*Request:* Convert the lines below into a Markdown table with two columns, No. and Line, numbering each row and leaving out any blank lines.

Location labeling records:
** Begin **
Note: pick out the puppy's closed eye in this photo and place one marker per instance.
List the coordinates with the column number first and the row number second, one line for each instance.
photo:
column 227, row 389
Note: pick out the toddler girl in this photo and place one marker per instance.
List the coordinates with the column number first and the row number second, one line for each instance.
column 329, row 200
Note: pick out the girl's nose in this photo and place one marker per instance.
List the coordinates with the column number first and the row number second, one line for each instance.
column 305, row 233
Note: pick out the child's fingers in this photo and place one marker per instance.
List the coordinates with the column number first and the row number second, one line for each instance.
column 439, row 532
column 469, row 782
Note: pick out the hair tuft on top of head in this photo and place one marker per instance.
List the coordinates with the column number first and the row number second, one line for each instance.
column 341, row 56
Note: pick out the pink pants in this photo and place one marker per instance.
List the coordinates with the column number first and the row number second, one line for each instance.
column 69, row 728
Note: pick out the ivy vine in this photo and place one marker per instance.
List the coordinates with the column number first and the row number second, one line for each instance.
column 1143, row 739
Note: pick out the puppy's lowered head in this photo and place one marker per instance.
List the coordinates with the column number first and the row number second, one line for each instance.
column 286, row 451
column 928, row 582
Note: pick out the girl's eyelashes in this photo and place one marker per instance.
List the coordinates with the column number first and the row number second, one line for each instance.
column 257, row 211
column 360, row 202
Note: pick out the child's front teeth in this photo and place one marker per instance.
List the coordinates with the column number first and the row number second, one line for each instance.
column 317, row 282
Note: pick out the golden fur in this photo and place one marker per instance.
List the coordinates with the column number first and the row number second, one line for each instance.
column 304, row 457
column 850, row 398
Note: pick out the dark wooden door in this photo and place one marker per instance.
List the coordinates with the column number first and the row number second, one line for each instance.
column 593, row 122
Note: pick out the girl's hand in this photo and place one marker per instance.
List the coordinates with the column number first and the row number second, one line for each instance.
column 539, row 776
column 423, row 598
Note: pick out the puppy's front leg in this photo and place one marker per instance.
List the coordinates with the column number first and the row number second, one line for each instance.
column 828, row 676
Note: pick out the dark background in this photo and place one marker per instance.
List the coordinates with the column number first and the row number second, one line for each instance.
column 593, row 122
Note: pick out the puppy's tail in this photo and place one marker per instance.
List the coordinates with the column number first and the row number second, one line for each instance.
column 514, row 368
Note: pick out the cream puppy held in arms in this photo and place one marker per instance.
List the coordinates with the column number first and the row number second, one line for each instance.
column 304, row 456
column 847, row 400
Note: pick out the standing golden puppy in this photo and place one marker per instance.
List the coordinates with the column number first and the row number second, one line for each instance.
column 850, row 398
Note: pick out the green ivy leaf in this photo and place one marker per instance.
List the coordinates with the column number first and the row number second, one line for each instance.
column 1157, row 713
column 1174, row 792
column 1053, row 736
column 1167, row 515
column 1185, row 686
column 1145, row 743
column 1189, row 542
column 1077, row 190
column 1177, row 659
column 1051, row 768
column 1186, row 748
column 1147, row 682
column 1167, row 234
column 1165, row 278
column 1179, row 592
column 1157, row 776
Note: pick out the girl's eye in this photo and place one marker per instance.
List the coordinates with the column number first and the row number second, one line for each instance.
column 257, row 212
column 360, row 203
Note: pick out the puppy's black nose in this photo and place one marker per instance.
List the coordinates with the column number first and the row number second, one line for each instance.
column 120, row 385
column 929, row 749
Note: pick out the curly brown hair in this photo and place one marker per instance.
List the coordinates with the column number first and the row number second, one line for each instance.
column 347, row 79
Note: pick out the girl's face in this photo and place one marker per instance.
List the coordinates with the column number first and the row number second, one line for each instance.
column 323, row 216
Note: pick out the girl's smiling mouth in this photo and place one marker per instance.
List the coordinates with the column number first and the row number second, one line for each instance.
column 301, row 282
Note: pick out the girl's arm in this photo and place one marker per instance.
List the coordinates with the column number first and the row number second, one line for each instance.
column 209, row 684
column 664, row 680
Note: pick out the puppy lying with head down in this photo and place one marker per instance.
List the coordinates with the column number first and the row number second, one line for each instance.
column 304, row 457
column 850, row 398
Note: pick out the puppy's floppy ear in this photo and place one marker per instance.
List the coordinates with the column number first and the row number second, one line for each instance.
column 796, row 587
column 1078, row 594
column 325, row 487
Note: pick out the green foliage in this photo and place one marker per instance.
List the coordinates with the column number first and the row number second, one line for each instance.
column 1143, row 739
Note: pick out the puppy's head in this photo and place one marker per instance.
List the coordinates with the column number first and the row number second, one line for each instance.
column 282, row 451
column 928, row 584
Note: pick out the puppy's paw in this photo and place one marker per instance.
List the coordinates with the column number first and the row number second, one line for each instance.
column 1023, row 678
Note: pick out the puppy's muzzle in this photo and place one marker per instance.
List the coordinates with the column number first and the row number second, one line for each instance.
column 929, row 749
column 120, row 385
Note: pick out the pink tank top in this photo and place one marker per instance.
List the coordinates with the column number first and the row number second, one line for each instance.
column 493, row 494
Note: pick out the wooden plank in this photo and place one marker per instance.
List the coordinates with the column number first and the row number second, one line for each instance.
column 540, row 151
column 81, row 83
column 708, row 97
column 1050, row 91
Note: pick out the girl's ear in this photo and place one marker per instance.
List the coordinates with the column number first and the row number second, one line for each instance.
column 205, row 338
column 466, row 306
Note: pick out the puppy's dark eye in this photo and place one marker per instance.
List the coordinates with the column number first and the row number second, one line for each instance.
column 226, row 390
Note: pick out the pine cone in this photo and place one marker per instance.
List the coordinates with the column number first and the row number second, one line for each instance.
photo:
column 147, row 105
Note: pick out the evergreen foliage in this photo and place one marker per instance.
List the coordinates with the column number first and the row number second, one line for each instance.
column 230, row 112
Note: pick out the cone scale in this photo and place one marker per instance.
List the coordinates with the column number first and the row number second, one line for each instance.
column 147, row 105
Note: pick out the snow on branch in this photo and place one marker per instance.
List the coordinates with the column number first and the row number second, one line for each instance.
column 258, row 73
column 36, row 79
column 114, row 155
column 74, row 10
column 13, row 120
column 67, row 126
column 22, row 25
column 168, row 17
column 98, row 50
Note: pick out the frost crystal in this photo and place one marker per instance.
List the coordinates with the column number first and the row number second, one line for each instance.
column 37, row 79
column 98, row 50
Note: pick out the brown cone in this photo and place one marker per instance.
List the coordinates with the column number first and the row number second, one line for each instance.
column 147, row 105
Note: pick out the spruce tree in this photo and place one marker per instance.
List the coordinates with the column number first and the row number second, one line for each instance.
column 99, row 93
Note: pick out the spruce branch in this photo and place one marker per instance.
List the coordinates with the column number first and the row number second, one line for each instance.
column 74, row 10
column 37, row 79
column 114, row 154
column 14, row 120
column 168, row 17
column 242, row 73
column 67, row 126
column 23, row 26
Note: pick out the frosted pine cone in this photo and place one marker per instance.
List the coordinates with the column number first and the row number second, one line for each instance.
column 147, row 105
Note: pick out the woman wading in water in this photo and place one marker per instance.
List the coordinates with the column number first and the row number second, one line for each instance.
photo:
** End **
*Written solution:*
| No. | Line |
|---|---|
| 1 | Note: pick out the puppy's closed eye in this photo and place one marker per instance. |
| 2 | List the coordinates with the column number first and the row number second, one line for each instance. |
| 3 | photo: |
| 4 | column 227, row 389 |
| 5 | Note: pick out the toddler girl in this photo and place one marker per instance. |
| 6 | List the coordinates with the column number first and the row number second, one line for each instance. |
| 7 | column 329, row 200 |
| 8 | Note: pick out the girl's nose in this photo and place one marker per instance. |
| 9 | List the coordinates with the column number first and the row number second, one line for each instance. |
| 10 | column 305, row 233 |
| 11 | Note: pick out the child's fingers in this photo and place one marker per instance. |
| 12 | List the coordinates with the column number first and the row number second, one line for each instance. |
| 13 | column 439, row 532 |
| 14 | column 469, row 782 |
| 15 | Note: pick out the hair tuft on top of head in this photo and place one marker per instance. |
| 16 | List the coordinates with the column number first and the row number second, one line for each instance. |
| 17 | column 341, row 56 |
| 18 | Note: pick out the pink pants in this photo and place one marker per instance. |
| 19 | List the coordinates with the column number first and the row number second, one line for each instance. |
| 20 | column 69, row 728 |
| 21 | Note: pick out the ivy vine in this photo and place one marker per instance. |
| 22 | List the coordinates with the column number first and the row number second, one line for each instance. |
| 23 | column 1143, row 739 |
| 24 | Note: pick out the puppy's lowered head in this photo and place one marker per instance. |
| 25 | List the coordinates with the column number first and the row number second, one line for each instance. |
| 26 | column 286, row 451 |
| 27 | column 928, row 582 |
| 28 | Note: pick out the girl's eyelashes in this photo and place one marker per instance. |
| 29 | List the coordinates with the column number first and the row number second, one line for each instance. |
| 30 | column 257, row 211 |
| 31 | column 360, row 202 |
| 32 | Note: pick out the child's front teeth in this photo and place one marker per instance. |
| 33 | List the coordinates with the column number first and the row number second, one line for each instance. |
| 34 | column 317, row 282 |
| 35 | Note: pick out the golden fur in this photo and place one marker per instance. |
| 36 | List the coordinates with the column number first and the row number second, one line for each instance. |
| 37 | column 304, row 457 |
| 38 | column 850, row 398 |
| 39 | Note: pick out the dark wooden door in this photo and place one marker per instance. |
| 40 | List the coordinates with the column number first and the row number second, one line for each instance. |
| 41 | column 593, row 122 |
| 42 | Note: pick out the girl's hand in this photo and place one marker per instance. |
| 43 | List the coordinates with the column number first and the row number second, one line for each instance. |
| 44 | column 539, row 776 |
| 45 | column 423, row 598 |
| 46 | Note: pick out the puppy's front leg in this photo and place one marker per instance. |
| 47 | List the coordinates with the column number first and the row number second, one line for each instance. |
| 48 | column 828, row 676 |
| 49 | Note: pick out the dark background in this photo and place one marker per instance. |
| 50 | List the coordinates with the column number first and the row number second, one line for each instance. |
| 51 | column 593, row 122 |
| 52 | Note: pick out the puppy's tail in this photo and place one marker per instance. |
| 53 | List the coordinates with the column number first and the row number second, one line for each instance. |
| 54 | column 514, row 368 |
| 55 | Note: pick out the cream puppy held in arms in this photo and place one marker per instance. |
| 56 | List the coordinates with the column number first and the row number second, one line for each instance. |
| 57 | column 304, row 456 |
| 58 | column 847, row 400 |
| 59 | Note: pick out the standing golden puppy in this photo and place one marker per instance. |
| 60 | List the coordinates with the column number first and the row number second, one line for each instance. |
| 61 | column 850, row 398 |
| 62 | Note: pick out the green ivy leaf in this photo and place one marker per instance. |
| 63 | List the coordinates with the column number first and the row number second, one line for each instance. |
| 64 | column 1157, row 713 |
| 65 | column 1174, row 792 |
| 66 | column 1053, row 736 |
| 67 | column 1167, row 515 |
| 68 | column 1185, row 686 |
| 69 | column 1145, row 743 |
| 70 | column 1189, row 542 |
| 71 | column 1077, row 190 |
| 72 | column 1177, row 659 |
| 73 | column 1051, row 768 |
| 74 | column 1186, row 748 |
| 75 | column 1147, row 682 |
| 76 | column 1167, row 234 |
| 77 | column 1165, row 278 |
| 78 | column 1179, row 592 |
| 79 | column 1157, row 776 |
| 80 | Note: pick out the girl's eye in this photo and place one marker per instance. |
| 81 | List the coordinates with the column number first and the row number second, one line for each instance. |
| 82 | column 257, row 212 |
| 83 | column 360, row 203 |
| 84 | Note: pick out the puppy's black nose in this photo and place one marker per instance. |
| 85 | List the coordinates with the column number first and the row number second, one line for each instance. |
| 86 | column 120, row 385 |
| 87 | column 929, row 749 |
| 88 | Note: pick out the curly brown hair in this photo and place one marker per instance. |
| 89 | List the coordinates with the column number first and the row number second, one line for each instance. |
| 90 | column 347, row 79 |
| 91 | Note: pick out the girl's face in this photo and place one marker per instance. |
| 92 | List the coordinates with the column number first and the row number second, one line for each instance. |
| 93 | column 323, row 216 |
| 94 | Note: pick out the girl's smiling mouth in this photo and place one marker per instance. |
| 95 | List the coordinates with the column number first and the row number second, one line for each instance. |
| 96 | column 301, row 282 |
| 97 | Note: pick out the girl's arm in this photo and place one marker per instance. |
| 98 | List the coordinates with the column number first and the row number second, one line for each instance. |
| 99 | column 209, row 684 |
| 100 | column 664, row 680 |
| 101 | Note: pick out the puppy lying with head down in this photo and place one marker per instance. |
| 102 | List the coordinates with the column number first and the row number second, one line for each instance. |
| 103 | column 304, row 457 |
| 104 | column 850, row 398 |
| 105 | Note: pick out the puppy's floppy ear in this photo and place one marker per instance. |
| 106 | List the coordinates with the column number first and the row number second, one line for each instance. |
| 107 | column 796, row 587 |
| 108 | column 1078, row 594 |
| 109 | column 325, row 487 |
| 110 | Note: pick out the green foliage in this photo and place one marker per instance. |
| 111 | List the coordinates with the column number first and the row number second, one line for each instance. |
| 112 | column 1143, row 739 |
| 113 | Note: pick out the puppy's head in this photo and place one marker per instance. |
| 114 | List the coordinates with the column number first and the row number second, one line for each instance. |
| 115 | column 282, row 451 |
| 116 | column 928, row 584 |
| 117 | Note: pick out the puppy's paw in this photo and place one marker per instance. |
| 118 | List the coordinates with the column number first and the row number second, one line for each instance. |
| 119 | column 1023, row 678 |
| 120 | Note: pick out the puppy's muzzle in this photo and place one marker per instance. |
| 121 | List the coordinates with the column number first and the row number second, one line for each instance. |
| 122 | column 929, row 749 |
| 123 | column 120, row 385 |
| 124 | Note: pick out the pink tank top in this photo and place one marker per instance. |
| 125 | List the coordinates with the column number first and the row number second, one line for each instance. |
| 126 | column 493, row 494 |
| 127 | Note: pick out the wooden plank in this photo and place one marker per instance. |
| 128 | List the coordinates with the column number first and the row number second, one line for each instance. |
| 129 | column 540, row 151 |
| 130 | column 81, row 83 |
| 131 | column 708, row 97 |
| 132 | column 1050, row 91 |
| 133 | Note: pick out the girl's ear in this photo and place one marker per instance. |
| 134 | List the coordinates with the column number first and the row number second, one line for each instance. |
| 135 | column 205, row 338 |
| 136 | column 466, row 306 |
| 137 | Note: pick out the puppy's dark eye in this photo and place one marker per instance. |
| 138 | List the coordinates with the column number first and the row number second, one line for each instance. |
| 139 | column 226, row 390 |
| 140 | Note: pick out the pine cone in this photo and place one marker per instance. |
| 141 | List the coordinates with the column number first and the row number second, one line for each instance. |
| 142 | photo: |
| 143 | column 147, row 105 |
| 144 | Note: pick out the evergreen foliage in this photo and place one marker per instance. |
| 145 | List the coordinates with the column number first and the row number second, one line for each instance. |
| 146 | column 230, row 112 |
| 147 | Note: pick out the cone scale in this photo and place one marker per instance. |
| 148 | List the coordinates with the column number first and the row number second, one line for each instance. |
| 149 | column 147, row 105 |
| 150 | Note: pick out the snow on branch in this photo and place one marker per instance. |
| 151 | List the coordinates with the column number first and the row number second, one line for each instance. |
| 152 | column 258, row 73 |
| 153 | column 36, row 79 |
| 154 | column 114, row 155 |
| 155 | column 74, row 10 |
| 156 | column 13, row 120 |
| 157 | column 67, row 126 |
| 158 | column 22, row 25 |
| 159 | column 168, row 17 |
| 160 | column 98, row 50 |
| 161 | Note: pick out the frost crystal in this photo and place one marker per instance. |
| 162 | List the coordinates with the column number first and the row number second, one line for each instance. |
| 163 | column 37, row 79 |
| 164 | column 98, row 50 |
| 165 | Note: pick out the brown cone in this photo and place one marker per instance. |
| 166 | List the coordinates with the column number first and the row number second, one line for each instance. |
| 167 | column 147, row 105 |
| 168 | Note: pick out the spruce tree in this photo and place one marker per instance. |
| 169 | List the coordinates with the column number first and the row number second, one line for each instance. |
| 170 | column 99, row 93 |
| 171 | Note: pick out the spruce branch in this photo and place one marker per instance. |
| 172 | List the coordinates with the column number first and the row number second, one line for each instance. |
| 173 | column 74, row 10 |
| 174 | column 37, row 79 |
| 175 | column 114, row 154 |
| 176 | column 14, row 120 |
| 177 | column 168, row 17 |
| 178 | column 242, row 73 |
| 179 | column 67, row 126 |
| 180 | column 23, row 26 |
| 181 | Note: pick out the frosted pine cone in this photo and place one marker per instance. |
| 182 | List the coordinates with the column number first and the row number second, one line for each instance. |
| 183 | column 147, row 105 |
| 184 | Note: pick out the woman wading in water in this photo and place one marker per instance. |
| 185 | List the coordinates with the column number first and the row number second, one line for each instance. |
| 186 | photo: |